══ TASK MATERIAL ══

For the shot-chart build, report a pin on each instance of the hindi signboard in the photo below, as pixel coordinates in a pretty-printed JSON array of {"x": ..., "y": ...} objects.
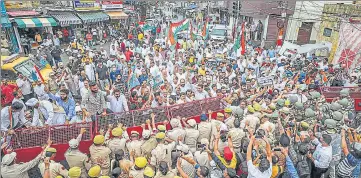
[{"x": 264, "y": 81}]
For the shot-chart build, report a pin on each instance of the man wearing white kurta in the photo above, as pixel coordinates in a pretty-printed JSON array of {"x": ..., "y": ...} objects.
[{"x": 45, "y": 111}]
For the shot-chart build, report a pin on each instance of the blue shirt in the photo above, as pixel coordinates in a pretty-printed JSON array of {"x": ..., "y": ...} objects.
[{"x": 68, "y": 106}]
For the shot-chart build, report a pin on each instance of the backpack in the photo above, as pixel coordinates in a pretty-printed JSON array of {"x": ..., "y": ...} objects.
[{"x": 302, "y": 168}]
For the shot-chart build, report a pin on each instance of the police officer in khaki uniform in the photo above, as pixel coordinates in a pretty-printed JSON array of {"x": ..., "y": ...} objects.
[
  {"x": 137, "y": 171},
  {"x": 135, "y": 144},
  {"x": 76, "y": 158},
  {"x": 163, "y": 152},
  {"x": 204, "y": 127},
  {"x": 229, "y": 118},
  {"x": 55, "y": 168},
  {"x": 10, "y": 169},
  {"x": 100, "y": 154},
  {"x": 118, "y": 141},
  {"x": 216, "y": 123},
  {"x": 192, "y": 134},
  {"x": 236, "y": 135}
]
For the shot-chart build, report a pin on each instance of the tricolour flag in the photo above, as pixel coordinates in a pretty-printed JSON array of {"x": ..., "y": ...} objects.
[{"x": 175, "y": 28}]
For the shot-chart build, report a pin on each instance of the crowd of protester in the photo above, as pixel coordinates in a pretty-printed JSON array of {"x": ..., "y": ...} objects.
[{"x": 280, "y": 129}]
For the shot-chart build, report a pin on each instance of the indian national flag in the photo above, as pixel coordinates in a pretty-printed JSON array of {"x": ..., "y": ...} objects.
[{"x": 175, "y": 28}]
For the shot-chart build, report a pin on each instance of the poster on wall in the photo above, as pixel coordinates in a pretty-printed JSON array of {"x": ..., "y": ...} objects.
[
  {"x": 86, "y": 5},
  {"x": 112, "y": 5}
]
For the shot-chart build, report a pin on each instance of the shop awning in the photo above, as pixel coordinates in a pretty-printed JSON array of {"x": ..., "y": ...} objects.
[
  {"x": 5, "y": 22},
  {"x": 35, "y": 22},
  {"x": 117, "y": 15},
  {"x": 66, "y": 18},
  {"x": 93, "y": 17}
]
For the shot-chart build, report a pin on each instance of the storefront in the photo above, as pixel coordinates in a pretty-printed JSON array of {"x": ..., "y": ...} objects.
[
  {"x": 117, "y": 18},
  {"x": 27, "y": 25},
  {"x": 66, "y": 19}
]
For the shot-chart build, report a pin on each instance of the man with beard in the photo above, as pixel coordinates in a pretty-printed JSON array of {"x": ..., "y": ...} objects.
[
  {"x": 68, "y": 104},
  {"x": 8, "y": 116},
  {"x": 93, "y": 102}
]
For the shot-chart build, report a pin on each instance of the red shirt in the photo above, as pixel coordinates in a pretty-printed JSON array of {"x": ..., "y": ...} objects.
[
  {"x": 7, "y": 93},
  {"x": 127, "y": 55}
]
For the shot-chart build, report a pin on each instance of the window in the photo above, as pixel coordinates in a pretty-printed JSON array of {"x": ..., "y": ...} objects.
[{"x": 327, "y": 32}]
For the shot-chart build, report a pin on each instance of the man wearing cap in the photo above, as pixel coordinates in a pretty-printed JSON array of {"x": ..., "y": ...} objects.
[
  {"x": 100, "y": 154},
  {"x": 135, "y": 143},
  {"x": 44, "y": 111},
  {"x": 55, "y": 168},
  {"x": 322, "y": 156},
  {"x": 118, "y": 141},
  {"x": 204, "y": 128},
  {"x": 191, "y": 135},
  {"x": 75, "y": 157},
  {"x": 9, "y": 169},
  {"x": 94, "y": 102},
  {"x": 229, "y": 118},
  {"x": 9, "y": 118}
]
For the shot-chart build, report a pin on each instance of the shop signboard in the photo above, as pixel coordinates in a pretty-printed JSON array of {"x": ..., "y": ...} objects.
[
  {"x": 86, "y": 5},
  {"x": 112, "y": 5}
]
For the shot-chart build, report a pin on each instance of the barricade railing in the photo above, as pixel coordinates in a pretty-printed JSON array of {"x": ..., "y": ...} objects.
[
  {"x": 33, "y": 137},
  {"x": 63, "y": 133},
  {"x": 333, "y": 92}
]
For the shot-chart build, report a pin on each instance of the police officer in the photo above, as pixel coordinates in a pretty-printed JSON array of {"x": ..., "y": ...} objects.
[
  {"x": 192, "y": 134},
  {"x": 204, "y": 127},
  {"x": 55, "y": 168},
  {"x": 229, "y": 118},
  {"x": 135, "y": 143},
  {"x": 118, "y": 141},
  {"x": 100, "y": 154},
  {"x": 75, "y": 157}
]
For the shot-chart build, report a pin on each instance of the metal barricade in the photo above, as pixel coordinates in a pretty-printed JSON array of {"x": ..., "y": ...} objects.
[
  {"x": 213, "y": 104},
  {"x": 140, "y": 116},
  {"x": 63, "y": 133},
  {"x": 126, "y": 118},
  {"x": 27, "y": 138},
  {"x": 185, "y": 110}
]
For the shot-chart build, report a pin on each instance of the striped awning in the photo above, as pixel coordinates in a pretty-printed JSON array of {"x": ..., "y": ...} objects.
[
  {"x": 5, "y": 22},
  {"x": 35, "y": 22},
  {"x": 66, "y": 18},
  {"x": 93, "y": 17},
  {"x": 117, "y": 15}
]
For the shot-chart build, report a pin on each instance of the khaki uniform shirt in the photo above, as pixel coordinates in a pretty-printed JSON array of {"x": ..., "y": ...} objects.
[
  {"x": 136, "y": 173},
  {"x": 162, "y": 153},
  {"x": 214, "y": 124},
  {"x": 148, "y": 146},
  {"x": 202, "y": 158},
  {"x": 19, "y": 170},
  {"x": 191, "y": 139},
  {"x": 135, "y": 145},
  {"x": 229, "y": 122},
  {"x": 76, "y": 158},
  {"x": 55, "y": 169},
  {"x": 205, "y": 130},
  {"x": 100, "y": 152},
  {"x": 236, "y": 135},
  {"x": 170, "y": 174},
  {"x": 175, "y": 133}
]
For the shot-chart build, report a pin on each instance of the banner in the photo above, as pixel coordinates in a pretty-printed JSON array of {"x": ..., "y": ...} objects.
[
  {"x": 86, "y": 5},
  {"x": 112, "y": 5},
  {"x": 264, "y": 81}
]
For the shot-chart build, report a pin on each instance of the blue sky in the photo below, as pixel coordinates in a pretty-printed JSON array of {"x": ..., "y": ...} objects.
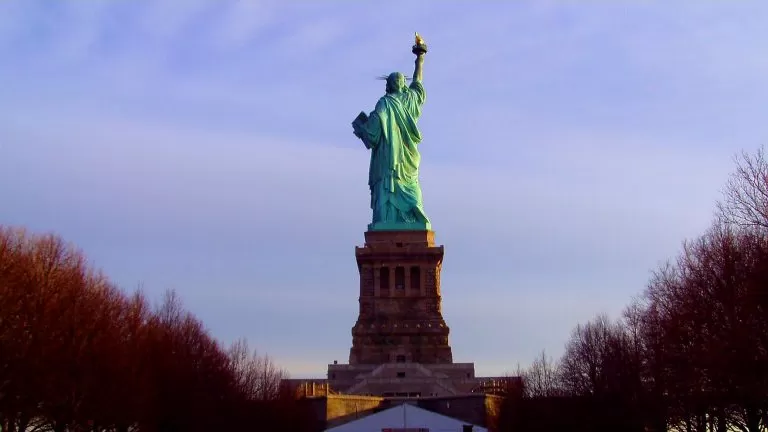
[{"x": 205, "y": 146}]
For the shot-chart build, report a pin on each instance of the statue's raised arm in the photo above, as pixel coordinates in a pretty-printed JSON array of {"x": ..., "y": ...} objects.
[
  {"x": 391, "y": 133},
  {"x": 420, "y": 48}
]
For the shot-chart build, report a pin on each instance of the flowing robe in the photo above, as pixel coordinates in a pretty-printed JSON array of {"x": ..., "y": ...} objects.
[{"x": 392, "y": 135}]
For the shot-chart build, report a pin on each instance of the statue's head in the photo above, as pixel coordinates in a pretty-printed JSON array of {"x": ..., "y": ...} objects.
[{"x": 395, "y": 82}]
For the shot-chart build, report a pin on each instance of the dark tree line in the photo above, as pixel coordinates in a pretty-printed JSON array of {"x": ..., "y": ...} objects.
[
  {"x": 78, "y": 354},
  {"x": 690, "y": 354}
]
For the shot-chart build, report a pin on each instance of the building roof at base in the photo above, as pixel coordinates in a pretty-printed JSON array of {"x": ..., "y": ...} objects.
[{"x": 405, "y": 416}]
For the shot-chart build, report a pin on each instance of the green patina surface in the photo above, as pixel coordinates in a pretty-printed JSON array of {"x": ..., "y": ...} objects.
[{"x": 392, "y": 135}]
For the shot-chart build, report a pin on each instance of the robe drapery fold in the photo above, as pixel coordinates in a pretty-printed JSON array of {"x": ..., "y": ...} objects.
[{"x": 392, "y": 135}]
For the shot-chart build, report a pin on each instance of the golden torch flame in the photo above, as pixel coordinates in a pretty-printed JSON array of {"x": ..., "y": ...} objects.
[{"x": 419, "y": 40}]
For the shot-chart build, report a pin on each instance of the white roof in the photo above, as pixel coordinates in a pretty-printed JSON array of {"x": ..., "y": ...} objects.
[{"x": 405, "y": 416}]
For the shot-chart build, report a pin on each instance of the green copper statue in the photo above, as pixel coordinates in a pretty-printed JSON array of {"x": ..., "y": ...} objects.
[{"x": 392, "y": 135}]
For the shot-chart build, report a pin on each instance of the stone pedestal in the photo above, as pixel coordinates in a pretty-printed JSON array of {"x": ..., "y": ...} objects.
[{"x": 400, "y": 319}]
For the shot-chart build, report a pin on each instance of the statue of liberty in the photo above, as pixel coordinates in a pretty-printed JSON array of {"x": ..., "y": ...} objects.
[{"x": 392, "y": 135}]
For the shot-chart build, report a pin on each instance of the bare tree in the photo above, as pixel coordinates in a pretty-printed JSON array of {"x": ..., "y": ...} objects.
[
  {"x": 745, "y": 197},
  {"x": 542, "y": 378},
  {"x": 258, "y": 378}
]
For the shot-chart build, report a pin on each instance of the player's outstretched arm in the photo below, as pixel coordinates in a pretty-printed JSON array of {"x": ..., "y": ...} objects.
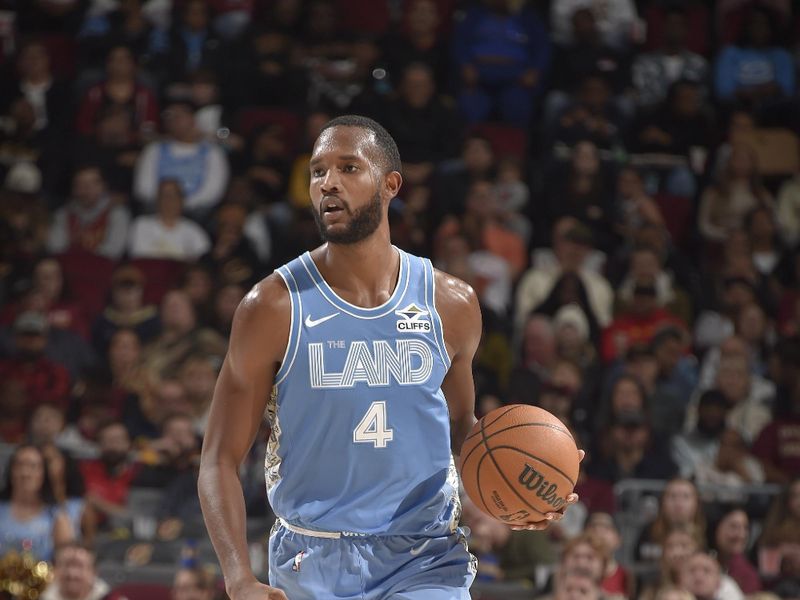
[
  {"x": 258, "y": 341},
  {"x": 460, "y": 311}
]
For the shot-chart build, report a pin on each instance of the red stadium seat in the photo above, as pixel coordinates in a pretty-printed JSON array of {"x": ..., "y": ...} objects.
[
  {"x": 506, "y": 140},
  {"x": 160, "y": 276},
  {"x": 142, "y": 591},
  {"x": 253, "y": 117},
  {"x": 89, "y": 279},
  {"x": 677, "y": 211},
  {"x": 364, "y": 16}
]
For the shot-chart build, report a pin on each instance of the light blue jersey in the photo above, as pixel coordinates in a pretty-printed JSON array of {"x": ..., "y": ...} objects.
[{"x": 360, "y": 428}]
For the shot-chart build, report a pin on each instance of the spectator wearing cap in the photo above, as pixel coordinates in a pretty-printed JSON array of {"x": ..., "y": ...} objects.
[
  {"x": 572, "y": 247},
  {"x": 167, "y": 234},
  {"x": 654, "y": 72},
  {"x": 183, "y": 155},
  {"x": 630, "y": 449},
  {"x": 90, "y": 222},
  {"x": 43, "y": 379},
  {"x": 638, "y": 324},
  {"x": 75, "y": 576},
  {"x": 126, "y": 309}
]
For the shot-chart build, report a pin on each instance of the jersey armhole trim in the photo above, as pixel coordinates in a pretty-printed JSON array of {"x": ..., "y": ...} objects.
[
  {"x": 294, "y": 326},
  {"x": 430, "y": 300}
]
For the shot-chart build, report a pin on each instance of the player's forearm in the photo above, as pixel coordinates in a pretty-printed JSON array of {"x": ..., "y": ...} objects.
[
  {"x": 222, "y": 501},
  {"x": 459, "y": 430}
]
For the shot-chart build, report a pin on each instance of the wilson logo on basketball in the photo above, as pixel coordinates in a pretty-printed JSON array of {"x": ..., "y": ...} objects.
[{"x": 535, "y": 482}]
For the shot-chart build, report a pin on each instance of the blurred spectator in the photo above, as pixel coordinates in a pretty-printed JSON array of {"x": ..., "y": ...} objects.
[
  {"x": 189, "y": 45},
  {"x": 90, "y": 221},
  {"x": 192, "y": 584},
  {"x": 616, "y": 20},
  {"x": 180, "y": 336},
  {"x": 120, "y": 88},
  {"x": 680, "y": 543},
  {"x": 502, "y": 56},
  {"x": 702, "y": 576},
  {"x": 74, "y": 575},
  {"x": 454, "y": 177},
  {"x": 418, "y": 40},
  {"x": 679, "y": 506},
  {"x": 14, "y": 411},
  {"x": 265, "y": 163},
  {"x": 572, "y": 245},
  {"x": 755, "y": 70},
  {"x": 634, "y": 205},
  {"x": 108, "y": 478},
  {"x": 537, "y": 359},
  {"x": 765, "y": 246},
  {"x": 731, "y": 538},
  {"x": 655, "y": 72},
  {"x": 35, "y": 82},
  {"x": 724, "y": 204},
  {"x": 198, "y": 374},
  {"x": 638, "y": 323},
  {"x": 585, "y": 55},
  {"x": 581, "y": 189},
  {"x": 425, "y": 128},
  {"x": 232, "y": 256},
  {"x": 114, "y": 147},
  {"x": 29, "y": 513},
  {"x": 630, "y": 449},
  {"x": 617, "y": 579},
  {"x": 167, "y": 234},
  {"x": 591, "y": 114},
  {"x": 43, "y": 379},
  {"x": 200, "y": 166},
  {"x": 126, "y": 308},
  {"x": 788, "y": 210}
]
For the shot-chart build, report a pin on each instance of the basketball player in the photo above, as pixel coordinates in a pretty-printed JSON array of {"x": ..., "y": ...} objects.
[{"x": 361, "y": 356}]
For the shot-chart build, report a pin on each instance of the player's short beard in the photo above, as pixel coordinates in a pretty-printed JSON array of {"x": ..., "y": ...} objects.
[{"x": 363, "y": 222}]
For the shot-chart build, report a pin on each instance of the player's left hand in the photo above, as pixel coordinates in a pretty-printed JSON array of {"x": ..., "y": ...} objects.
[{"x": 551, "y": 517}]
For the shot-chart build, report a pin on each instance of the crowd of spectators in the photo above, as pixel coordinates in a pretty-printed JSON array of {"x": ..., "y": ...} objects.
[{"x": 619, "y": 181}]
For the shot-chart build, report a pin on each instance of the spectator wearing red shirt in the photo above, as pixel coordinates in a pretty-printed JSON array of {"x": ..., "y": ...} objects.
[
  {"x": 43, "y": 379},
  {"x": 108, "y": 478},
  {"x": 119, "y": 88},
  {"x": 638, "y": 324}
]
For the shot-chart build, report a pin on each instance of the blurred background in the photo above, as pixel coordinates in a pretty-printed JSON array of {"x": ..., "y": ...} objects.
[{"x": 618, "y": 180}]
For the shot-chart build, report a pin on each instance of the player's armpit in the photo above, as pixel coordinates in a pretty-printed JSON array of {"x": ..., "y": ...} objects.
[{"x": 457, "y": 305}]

═══

Only the lines from the one containing "the player's armpit" to the end of the records should be repeated, exactly as they appear.

For the shot-chart build, report a pin on each instance of the player's armpit in the photo above, as pixel coordinates in a pretty-printed JSON array of {"x": ..., "y": ...} objects.
[{"x": 457, "y": 305}]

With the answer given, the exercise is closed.